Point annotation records
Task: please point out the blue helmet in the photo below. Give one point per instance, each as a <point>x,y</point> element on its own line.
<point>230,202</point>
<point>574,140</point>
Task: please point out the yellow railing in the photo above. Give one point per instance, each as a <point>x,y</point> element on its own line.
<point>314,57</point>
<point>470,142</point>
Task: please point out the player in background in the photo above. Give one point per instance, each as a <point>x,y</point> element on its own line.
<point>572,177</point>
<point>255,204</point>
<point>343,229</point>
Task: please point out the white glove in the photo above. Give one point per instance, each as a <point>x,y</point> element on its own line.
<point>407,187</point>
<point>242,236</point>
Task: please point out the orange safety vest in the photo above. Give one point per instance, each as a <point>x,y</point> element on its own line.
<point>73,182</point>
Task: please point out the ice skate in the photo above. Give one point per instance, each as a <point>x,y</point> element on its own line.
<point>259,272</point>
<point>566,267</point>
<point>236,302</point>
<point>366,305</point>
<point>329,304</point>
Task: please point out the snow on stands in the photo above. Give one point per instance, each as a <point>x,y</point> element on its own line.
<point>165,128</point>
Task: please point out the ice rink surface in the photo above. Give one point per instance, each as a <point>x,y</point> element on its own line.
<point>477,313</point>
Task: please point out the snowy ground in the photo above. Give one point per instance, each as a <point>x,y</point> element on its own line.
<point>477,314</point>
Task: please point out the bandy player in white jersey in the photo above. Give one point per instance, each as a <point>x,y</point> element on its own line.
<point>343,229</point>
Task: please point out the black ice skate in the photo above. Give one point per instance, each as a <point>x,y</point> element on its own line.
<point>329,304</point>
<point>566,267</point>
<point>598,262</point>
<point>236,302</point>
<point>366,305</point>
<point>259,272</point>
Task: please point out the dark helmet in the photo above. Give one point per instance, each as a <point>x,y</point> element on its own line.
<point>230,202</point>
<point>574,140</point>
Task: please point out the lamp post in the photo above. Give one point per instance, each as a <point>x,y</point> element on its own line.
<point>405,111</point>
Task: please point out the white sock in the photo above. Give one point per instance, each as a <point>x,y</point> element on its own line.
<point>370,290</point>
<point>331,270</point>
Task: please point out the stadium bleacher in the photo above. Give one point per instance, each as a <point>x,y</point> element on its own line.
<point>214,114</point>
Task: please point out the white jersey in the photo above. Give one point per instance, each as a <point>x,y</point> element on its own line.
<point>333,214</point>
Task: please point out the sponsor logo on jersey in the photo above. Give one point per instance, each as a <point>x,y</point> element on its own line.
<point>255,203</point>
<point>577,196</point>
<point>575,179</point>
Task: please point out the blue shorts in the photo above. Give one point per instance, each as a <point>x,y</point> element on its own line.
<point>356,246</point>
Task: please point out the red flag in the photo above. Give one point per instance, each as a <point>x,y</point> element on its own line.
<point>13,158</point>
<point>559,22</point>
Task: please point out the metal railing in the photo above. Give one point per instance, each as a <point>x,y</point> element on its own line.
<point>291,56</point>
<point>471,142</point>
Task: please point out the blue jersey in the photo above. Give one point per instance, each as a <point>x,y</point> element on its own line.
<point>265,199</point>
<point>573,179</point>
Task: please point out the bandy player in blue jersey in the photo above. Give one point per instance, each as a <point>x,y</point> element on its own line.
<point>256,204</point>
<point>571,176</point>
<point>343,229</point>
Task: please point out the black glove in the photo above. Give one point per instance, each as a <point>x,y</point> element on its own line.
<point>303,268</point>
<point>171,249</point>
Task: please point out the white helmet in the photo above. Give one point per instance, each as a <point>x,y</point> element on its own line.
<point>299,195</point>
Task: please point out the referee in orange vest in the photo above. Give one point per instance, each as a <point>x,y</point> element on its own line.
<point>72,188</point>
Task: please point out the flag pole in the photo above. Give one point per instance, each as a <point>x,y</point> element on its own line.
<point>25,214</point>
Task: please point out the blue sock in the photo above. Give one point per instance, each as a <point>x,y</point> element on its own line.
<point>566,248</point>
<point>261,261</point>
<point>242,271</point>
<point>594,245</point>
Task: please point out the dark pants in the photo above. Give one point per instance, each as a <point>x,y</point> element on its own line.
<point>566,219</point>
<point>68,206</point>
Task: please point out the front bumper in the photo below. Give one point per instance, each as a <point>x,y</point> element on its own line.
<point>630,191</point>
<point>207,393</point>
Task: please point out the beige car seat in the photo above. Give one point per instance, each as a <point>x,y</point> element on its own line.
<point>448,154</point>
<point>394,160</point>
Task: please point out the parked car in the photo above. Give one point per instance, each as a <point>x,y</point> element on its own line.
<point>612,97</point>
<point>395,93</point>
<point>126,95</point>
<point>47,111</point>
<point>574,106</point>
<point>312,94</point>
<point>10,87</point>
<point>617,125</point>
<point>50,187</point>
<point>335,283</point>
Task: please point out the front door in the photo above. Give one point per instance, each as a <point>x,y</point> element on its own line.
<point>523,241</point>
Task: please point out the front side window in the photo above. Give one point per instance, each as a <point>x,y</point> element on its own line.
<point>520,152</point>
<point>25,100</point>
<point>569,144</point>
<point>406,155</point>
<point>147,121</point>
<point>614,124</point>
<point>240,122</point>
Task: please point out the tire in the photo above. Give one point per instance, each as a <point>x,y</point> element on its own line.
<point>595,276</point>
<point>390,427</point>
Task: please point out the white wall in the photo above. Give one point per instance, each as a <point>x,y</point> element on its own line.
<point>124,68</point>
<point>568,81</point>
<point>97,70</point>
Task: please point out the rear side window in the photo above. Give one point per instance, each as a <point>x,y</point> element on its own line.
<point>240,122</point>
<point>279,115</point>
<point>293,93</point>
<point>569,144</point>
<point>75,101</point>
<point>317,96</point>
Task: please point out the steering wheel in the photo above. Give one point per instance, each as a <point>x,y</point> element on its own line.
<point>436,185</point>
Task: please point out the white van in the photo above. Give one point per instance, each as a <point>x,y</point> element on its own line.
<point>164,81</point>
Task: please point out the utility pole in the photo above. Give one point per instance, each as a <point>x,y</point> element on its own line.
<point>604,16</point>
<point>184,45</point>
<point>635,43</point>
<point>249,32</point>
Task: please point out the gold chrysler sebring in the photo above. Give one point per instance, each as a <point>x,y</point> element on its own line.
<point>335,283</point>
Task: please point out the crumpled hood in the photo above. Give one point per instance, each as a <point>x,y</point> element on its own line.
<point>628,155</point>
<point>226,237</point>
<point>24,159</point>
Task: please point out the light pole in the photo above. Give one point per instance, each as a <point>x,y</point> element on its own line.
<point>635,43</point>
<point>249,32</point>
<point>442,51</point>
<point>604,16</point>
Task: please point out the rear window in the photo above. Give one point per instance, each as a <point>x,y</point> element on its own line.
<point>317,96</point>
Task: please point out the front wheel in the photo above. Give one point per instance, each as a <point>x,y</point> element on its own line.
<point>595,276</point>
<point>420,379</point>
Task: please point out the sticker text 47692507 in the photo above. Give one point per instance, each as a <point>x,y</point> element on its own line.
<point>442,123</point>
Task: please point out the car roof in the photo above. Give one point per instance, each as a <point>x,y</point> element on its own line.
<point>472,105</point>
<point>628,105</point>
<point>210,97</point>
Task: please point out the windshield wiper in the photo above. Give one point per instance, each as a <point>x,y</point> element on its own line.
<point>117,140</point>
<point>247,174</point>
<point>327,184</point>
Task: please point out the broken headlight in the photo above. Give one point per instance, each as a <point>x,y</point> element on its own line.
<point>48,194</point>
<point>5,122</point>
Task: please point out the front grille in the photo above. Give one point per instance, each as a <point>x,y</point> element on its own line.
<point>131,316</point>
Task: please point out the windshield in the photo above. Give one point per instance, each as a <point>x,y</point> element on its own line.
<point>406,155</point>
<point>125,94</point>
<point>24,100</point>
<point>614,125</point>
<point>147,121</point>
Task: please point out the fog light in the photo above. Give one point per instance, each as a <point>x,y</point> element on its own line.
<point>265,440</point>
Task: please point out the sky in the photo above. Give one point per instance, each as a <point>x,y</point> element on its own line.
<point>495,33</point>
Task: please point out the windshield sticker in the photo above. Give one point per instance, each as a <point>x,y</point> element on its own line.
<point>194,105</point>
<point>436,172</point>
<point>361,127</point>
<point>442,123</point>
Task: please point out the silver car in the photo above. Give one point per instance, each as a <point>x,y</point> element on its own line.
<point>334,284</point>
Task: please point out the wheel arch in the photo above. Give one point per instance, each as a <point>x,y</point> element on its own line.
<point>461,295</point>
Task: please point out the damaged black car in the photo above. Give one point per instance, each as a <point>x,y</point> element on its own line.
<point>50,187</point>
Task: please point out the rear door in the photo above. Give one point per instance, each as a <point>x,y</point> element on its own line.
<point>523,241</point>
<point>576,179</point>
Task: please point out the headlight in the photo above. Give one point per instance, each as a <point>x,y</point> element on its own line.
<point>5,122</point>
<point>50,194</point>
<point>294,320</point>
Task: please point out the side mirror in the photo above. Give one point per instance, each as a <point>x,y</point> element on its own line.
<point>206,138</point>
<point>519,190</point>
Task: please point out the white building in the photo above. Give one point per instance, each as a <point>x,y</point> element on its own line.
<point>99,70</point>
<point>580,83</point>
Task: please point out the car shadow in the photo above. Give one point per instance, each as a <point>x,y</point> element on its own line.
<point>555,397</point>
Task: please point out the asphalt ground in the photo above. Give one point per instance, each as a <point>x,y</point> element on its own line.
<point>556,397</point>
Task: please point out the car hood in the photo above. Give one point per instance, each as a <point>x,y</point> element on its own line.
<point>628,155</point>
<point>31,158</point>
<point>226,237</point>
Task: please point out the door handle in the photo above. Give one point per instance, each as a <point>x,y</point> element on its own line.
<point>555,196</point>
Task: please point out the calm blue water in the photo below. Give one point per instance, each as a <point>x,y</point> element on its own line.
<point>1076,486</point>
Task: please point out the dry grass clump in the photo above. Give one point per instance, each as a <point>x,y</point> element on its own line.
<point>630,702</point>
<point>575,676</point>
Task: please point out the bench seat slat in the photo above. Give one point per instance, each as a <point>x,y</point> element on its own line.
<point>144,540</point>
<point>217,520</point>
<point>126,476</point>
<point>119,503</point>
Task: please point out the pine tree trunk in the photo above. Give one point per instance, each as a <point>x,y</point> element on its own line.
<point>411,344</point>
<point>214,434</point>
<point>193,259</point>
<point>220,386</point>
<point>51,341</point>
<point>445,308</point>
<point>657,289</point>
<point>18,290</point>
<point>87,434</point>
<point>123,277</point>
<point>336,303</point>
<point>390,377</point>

What to do
Reproduce verbatim the records from the line containing "Task: please point out the dark pants" to the line containing "<point>207,393</point>", including both of those lines.

Finished exercise
Task: please point out the dark pants in the photo above. Give one point per instance, each as a <point>x,y</point> element on its own line.
<point>566,219</point>
<point>68,206</point>
Task: please point out the front bumper in the photo below. Give one point per instance, each as a <point>x,y</point> element on its own line.
<point>630,191</point>
<point>207,393</point>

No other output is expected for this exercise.